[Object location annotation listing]
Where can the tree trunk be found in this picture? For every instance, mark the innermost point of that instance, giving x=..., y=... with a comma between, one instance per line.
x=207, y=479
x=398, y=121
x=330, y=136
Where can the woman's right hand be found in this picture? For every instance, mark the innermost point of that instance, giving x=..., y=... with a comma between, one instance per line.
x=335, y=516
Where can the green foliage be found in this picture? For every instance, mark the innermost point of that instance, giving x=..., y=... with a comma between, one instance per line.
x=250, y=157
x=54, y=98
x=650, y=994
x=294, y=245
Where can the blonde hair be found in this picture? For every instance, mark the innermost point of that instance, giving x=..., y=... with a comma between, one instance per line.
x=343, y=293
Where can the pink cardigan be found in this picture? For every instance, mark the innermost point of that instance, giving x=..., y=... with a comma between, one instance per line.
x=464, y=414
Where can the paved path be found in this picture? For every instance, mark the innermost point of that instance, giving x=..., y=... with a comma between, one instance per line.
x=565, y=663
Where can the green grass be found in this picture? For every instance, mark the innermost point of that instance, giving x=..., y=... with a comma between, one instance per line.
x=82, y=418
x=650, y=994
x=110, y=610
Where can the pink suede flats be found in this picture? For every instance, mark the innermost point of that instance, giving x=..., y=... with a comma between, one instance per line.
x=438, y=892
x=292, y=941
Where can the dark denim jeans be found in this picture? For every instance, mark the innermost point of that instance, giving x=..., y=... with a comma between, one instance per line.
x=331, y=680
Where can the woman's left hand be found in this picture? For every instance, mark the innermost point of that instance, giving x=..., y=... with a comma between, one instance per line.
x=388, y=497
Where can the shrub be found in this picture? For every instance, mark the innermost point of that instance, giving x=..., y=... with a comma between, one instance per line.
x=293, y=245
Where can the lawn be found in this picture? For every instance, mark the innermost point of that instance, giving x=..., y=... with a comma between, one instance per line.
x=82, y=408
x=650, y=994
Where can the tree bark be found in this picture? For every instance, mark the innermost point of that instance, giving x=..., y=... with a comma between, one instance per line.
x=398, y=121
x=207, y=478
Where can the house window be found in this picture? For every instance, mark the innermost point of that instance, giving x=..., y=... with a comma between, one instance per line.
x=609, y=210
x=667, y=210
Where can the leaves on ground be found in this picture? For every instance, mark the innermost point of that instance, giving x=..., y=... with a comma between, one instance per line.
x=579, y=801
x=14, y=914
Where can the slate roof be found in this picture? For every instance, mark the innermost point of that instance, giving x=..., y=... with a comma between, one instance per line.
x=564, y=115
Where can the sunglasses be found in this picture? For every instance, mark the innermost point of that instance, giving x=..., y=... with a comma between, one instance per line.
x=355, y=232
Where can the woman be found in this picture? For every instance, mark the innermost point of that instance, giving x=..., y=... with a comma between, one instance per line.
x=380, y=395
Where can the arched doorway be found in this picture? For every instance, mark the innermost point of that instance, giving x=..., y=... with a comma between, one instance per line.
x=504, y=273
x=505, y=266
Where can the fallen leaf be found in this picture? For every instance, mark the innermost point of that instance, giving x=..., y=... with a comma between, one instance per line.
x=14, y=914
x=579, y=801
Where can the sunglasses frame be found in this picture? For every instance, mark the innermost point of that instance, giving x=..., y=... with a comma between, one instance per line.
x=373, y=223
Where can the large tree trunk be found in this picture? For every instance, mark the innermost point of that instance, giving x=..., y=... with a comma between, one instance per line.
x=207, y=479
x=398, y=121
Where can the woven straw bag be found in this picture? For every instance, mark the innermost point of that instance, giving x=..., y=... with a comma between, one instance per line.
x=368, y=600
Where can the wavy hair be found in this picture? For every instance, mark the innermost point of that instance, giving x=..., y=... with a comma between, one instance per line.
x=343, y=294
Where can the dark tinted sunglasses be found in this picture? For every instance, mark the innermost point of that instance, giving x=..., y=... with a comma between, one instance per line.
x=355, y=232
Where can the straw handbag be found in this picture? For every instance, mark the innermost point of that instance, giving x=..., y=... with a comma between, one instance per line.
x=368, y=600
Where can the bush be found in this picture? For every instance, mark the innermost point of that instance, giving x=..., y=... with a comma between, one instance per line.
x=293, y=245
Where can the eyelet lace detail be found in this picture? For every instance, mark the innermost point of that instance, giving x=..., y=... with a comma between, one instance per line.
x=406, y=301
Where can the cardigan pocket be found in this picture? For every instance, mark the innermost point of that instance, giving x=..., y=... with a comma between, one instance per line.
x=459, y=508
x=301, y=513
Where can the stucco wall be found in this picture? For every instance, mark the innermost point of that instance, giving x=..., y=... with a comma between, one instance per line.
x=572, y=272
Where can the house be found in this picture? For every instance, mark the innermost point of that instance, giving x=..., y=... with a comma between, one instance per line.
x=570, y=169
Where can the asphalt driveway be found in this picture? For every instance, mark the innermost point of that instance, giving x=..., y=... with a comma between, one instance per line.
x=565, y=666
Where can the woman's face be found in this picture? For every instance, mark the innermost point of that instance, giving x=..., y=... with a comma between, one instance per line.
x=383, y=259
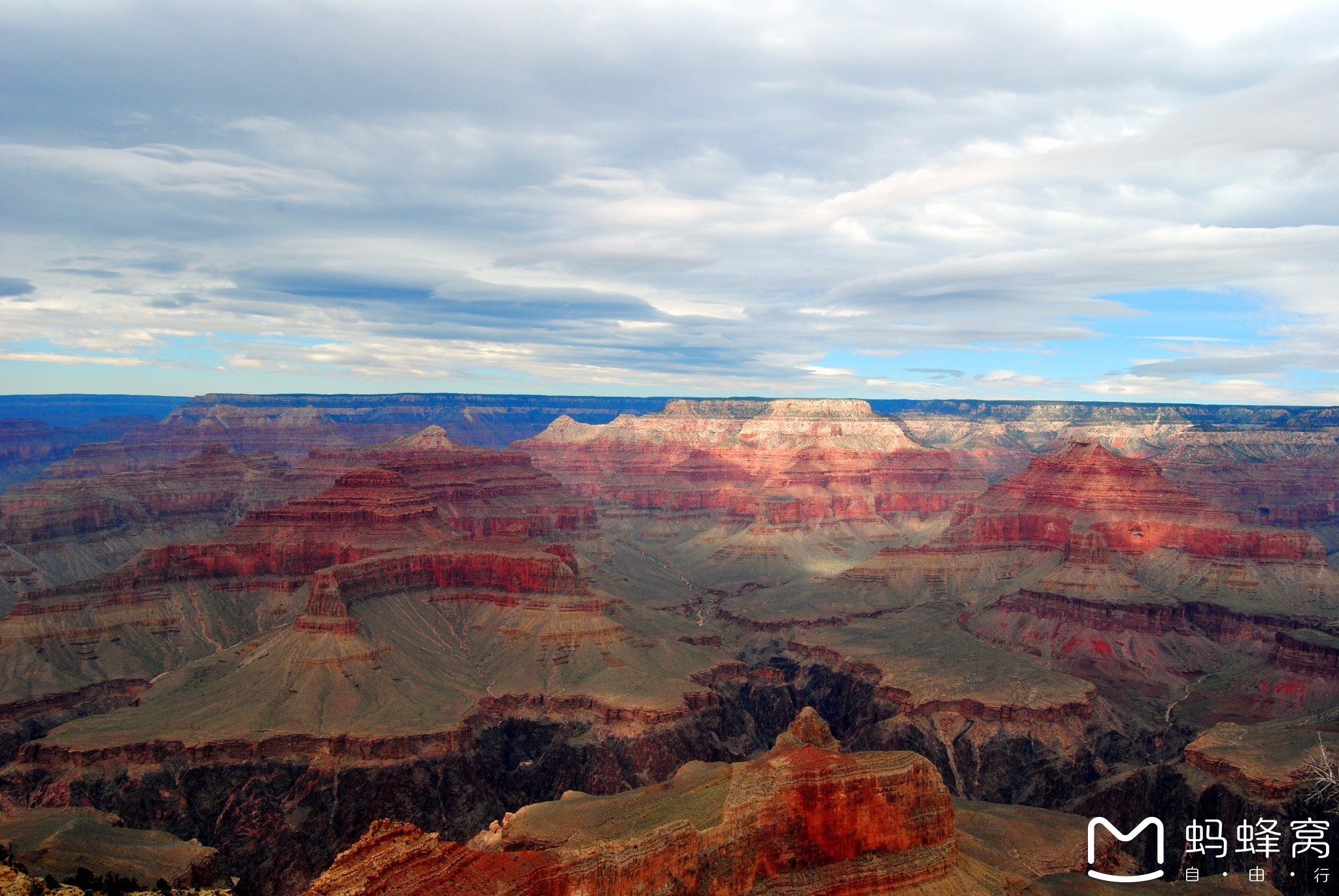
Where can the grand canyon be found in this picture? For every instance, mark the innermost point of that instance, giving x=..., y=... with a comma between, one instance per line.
x=339, y=644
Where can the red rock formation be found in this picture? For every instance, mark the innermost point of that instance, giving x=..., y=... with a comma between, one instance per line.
x=212, y=486
x=1307, y=653
x=1264, y=477
x=490, y=495
x=781, y=464
x=805, y=815
x=1125, y=500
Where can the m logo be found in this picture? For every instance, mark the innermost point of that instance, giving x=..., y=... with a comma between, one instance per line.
x=1124, y=879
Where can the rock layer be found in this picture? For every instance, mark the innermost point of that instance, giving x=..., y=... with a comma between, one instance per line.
x=804, y=819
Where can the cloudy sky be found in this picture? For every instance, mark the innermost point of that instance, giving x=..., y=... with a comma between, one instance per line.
x=1129, y=201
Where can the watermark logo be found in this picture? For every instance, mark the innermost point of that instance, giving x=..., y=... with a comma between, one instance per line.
x=1124, y=879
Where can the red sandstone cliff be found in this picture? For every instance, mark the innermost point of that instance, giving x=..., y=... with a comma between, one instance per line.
x=805, y=819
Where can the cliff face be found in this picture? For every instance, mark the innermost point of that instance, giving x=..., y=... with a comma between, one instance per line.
x=292, y=425
x=76, y=528
x=804, y=819
x=490, y=495
x=757, y=492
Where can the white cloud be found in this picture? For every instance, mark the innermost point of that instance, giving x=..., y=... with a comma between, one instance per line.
x=685, y=197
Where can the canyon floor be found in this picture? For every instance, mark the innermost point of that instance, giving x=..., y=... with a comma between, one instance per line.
x=295, y=643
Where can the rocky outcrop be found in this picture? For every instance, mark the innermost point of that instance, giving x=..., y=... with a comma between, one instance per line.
x=751, y=492
x=1307, y=653
x=1274, y=478
x=292, y=425
x=805, y=818
x=76, y=528
x=58, y=842
x=777, y=464
x=489, y=495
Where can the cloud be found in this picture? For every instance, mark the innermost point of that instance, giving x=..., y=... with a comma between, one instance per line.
x=15, y=287
x=917, y=199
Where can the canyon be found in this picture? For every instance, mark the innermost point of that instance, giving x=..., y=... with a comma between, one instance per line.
x=567, y=643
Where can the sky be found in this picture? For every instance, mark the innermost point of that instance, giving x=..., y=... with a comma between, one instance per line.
x=1097, y=201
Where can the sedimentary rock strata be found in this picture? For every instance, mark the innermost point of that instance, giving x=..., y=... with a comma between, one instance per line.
x=804, y=819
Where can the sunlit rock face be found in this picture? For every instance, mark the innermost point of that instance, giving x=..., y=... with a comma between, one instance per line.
x=273, y=640
x=757, y=493
x=805, y=818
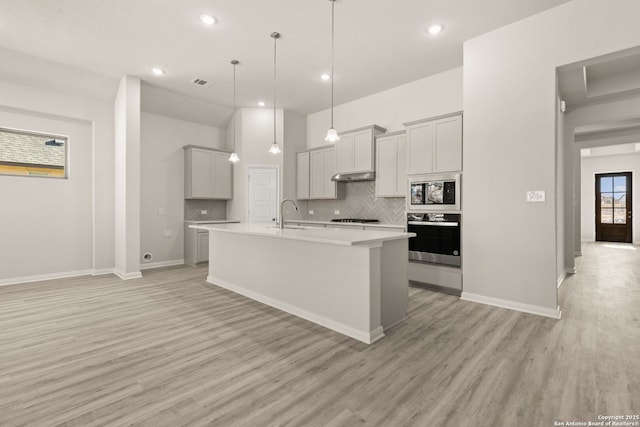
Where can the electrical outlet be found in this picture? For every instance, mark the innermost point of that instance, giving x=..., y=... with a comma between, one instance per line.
x=536, y=196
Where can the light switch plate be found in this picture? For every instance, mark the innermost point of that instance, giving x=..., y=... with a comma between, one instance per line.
x=536, y=196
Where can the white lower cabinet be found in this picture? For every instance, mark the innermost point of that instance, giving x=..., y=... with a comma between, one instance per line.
x=202, y=252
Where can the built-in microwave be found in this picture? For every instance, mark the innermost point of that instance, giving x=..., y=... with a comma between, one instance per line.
x=437, y=192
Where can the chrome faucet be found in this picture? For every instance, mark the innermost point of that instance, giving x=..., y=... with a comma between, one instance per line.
x=281, y=219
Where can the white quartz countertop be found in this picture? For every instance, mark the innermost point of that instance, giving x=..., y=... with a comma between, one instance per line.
x=220, y=221
x=333, y=236
x=353, y=224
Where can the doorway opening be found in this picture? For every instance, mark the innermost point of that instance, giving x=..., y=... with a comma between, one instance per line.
x=613, y=200
x=262, y=194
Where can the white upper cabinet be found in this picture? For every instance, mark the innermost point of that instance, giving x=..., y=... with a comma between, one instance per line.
x=355, y=150
x=208, y=174
x=302, y=188
x=322, y=167
x=434, y=145
x=222, y=176
x=391, y=165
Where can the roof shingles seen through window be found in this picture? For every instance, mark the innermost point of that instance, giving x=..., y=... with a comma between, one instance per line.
x=31, y=149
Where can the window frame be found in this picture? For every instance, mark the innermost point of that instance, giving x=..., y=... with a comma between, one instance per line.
x=55, y=136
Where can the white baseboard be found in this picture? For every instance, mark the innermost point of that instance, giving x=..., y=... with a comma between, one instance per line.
x=102, y=271
x=43, y=277
x=127, y=276
x=150, y=265
x=561, y=279
x=366, y=337
x=513, y=305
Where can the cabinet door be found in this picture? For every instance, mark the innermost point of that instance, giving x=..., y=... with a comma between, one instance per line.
x=448, y=145
x=344, y=154
x=363, y=151
x=386, y=161
x=420, y=148
x=201, y=169
x=330, y=187
x=203, y=246
x=316, y=175
x=303, y=176
x=223, y=176
x=401, y=189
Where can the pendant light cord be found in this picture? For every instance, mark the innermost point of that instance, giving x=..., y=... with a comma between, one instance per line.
x=333, y=2
x=275, y=42
x=234, y=62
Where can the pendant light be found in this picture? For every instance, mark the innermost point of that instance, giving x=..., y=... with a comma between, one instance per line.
x=275, y=149
x=234, y=156
x=332, y=135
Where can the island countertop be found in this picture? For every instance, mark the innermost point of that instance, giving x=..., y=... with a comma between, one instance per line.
x=332, y=236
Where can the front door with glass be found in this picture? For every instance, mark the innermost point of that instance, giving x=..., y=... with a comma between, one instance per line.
x=613, y=207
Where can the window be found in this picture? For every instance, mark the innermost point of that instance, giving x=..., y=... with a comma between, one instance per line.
x=32, y=154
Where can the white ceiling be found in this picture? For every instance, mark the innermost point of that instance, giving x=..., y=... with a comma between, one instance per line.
x=602, y=79
x=379, y=44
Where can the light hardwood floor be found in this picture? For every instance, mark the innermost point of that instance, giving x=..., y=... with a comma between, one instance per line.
x=171, y=350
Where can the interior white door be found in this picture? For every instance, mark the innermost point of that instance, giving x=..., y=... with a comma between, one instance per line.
x=263, y=194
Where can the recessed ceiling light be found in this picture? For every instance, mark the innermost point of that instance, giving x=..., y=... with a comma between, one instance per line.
x=435, y=28
x=207, y=19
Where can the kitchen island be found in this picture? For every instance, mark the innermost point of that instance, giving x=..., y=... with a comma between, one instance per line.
x=348, y=280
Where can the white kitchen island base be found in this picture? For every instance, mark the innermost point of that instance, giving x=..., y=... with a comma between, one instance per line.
x=351, y=281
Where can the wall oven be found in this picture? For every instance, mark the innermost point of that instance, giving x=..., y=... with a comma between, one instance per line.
x=434, y=193
x=437, y=238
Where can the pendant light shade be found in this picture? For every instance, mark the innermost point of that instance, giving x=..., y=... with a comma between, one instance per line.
x=234, y=156
x=275, y=148
x=332, y=135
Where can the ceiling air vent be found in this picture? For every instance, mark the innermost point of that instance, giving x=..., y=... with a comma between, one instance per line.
x=201, y=82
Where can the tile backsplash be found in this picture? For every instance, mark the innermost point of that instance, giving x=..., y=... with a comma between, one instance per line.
x=216, y=210
x=359, y=202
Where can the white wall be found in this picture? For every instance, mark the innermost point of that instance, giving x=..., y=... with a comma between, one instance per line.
x=162, y=180
x=509, y=144
x=47, y=223
x=254, y=137
x=428, y=97
x=127, y=178
x=605, y=164
x=612, y=112
x=561, y=240
x=295, y=137
x=53, y=228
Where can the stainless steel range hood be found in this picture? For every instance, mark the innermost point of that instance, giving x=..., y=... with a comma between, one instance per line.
x=354, y=177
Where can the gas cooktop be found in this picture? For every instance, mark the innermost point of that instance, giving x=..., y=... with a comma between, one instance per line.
x=362, y=221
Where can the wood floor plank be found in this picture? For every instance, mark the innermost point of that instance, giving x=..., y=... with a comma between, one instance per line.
x=170, y=349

**What you have to do:**
Recast the listing from the line with "Where can the wall" to the line with "x=201, y=82", both included, as a Markdown table with a Row column and a Line column. Leave out any blank lines.

**Exercise response:**
| Row | Line |
|---|---|
| 1 | Where can the wall oven be found in this picture? For every instance, mark the innermost point of that instance, giving x=..., y=... with a comma between, one instance per line. |
| 2 | x=434, y=193 |
| 3 | x=437, y=238 |
| 4 | Where can the pendant light shade be found in this picture? For every instance, mark the innermost point of that instance, giving x=..., y=... with a comma between, one instance per line. |
| 5 | x=234, y=156 |
| 6 | x=275, y=148 |
| 7 | x=332, y=135 |
| 8 | Where can the ceiling air vent be found in this picture? For every instance, mark the innermost point of that instance, giving x=..., y=... with a comma between, one instance per line. |
| 9 | x=201, y=82 |